Kısa alıştırma A »
Seçilmiş bölüme göre şu soruları cevaplayın:
(i) Ahad kelimesinin çoğulu neden yoktur?
(ii) İhlâs sûresinin ilk âyetinde ahad ismiyle hangi sıfatlara işaret edilmiş olur?
(iii) Bazı âlimler ahadı hangi mânaya tahsis etmiştir?

Seçilmiş bölüm »
_ _ _ _ _ _ _
Ahad, bazı istisnalar dışında, müsbet kullanılışla Allah’tan başkasına nisbet edilemez; bu sebeple de kelimenin çoğulu yoktur. Vâhid ise müsbet ifade ile kullanılır ve Allah’a nisbet edilince onun birliğini sübûtî (ne olduğunu belirten) sıfatlar (cemal sıfatları) açısından anlatır; O’nun zâtında ve sıfatlarında benzeri bulunmayan bir ve yegâne olduğunu ifade eder. Nitekim zât-ı ulûhiyyetle ilgili olarak Kur’ân-ı Kerîm’deki kullanılışında ilâh ve Allah lafızlarına sıfat olması da bunu gösterir. Çünkü Allah isminin tarifi içinde “bütün sıfatlarını ihtiva etmek” mefhumu vardır. Buna göre İhlâs sûresinin ilk âyetinde Allah lafzıyla sübûtî sıfatlara, ahad ismiyle de selbî sıfatlara işaret edilmiş olur. “Birleşik (mürekkeb) olmamak, benzeri ve dengi bulunmamak” anlamında bir ve tek olan varlığın ezelî ve ebedî olması gerekir. Binaenaleyh ahad ile vâhidin her biri ezeliyet ve ebediyet mânasını da ihtiva etmekle birlikte, bazı âlimler ahadı ezeliyet, vâhidi de ebediyet mânasına tahsis etmişlerdir (أحد لم يزل، واحد لا يزال). Ahad, Allah’ın zâtı bakımından, vâhid ise sıfatları bakımından bir olduğunu gösterir (أحد في ذاته واحد في صفاته). Çünkü ahad, zât için düşünülebilecek adedî ve terkibî çokluğu ve bunun doğuracağı cismiyet özelliklerini nefyetmek suretiyle Allah’ın birliğini ifade eder. Vâhid ise onun zâtına ait sıfatların gerçekte çokluğu gerektirmediğini, O’nun, sıfatlarıyla birlikte de bir ve yegâne olduğunu ifade eder (bk. Şirvânî, Tefsîru sûreti’l-İhlâs,). Başka bir ifade ile ahad her türlü nisbî kesreti, vâhid ise adedî kesreti nefyeder.
_ _ _ _ _ _ _
İşlenecek satırlar »
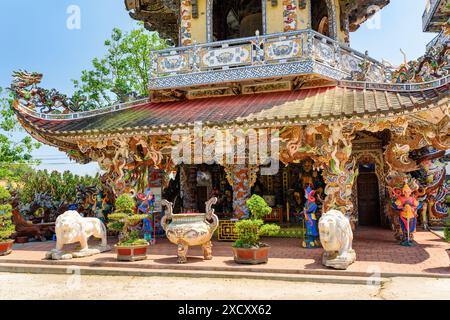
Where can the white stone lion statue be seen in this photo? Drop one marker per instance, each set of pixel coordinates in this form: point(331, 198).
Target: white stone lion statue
point(336, 237)
point(71, 227)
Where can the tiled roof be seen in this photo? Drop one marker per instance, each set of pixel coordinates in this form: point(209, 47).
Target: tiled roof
point(318, 104)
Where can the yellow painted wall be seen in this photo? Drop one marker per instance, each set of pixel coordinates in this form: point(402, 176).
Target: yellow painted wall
point(198, 26)
point(274, 17)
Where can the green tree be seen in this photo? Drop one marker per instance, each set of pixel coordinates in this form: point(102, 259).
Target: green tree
point(6, 226)
point(15, 154)
point(124, 71)
point(250, 230)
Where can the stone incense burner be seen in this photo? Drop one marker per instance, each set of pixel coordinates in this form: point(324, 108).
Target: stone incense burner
point(190, 229)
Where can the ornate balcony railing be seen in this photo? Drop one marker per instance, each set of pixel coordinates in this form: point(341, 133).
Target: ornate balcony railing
point(289, 53)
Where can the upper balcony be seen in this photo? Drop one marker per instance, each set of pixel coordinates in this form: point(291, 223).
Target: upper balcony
point(436, 15)
point(272, 56)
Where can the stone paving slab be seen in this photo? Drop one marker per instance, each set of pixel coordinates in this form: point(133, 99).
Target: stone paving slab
point(377, 252)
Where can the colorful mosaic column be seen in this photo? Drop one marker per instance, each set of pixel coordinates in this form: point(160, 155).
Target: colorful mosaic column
point(241, 178)
point(431, 178)
point(339, 180)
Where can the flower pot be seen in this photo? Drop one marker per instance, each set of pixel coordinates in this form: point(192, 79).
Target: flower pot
point(251, 255)
point(132, 253)
point(6, 247)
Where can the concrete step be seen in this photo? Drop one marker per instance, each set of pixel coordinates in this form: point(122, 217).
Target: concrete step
point(104, 271)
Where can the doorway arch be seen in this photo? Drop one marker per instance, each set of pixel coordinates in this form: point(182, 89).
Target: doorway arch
point(231, 19)
point(374, 157)
point(368, 196)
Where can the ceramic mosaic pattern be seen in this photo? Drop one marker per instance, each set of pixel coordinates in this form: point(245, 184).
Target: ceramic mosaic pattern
point(185, 25)
point(283, 49)
point(173, 63)
point(226, 56)
point(290, 15)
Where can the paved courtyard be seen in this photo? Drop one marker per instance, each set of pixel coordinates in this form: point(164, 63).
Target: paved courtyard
point(377, 251)
point(60, 286)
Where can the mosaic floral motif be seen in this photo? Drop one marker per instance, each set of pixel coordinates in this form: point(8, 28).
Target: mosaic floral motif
point(283, 49)
point(323, 51)
point(174, 63)
point(186, 24)
point(290, 15)
point(226, 56)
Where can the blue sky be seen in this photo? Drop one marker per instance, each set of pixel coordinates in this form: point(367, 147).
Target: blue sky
point(34, 36)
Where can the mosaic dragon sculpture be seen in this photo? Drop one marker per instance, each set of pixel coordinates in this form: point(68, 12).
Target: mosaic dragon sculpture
point(431, 177)
point(27, 93)
point(433, 65)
_ _ _ _ _ _ _
Kısa alıştırma B »
Satırlarda "Where can the stone incense" ifadesini içeren satırdan başlayın ve "point(377, 252)" ifadesini içeren satırda durun. İki uç dahil bu satırları aynen yazdırın.

Doğru cevap A »
(i) Bazı istisnalar dışında, müsbet kullanılışla Allah'tan başkasına nisbet edilemediği için.
(ii) Selbî sıfatlara.
(iii) Ezeliyet mânasına.

Doğru cevap B »
Where can the stone incense burner be seen in this photo? Drop one marker per instance, each set of pixel coordinates in this form: point(324, 108).
Target: stone incense burner
point(190, 229)
Where can the ornate balcony railing be seen in this photo? Drop one marker per instance, each set of pixel coordinates in this form: point(341, 133).
Target: ornate balcony railing
point(289, 53)
Where can the upper balcony be seen in this photo? Drop one marker per instance, each set of pixel coordinates in this form: point(291, 223).
Target: upper balcony
point(436, 15)
point(272, 56)
Where can the stone paving slab be seen in this photo? Drop one marker per instance, each set of pixel coordinates in this form: point(133, 99).
Target: stone paving slab
point(377, 252)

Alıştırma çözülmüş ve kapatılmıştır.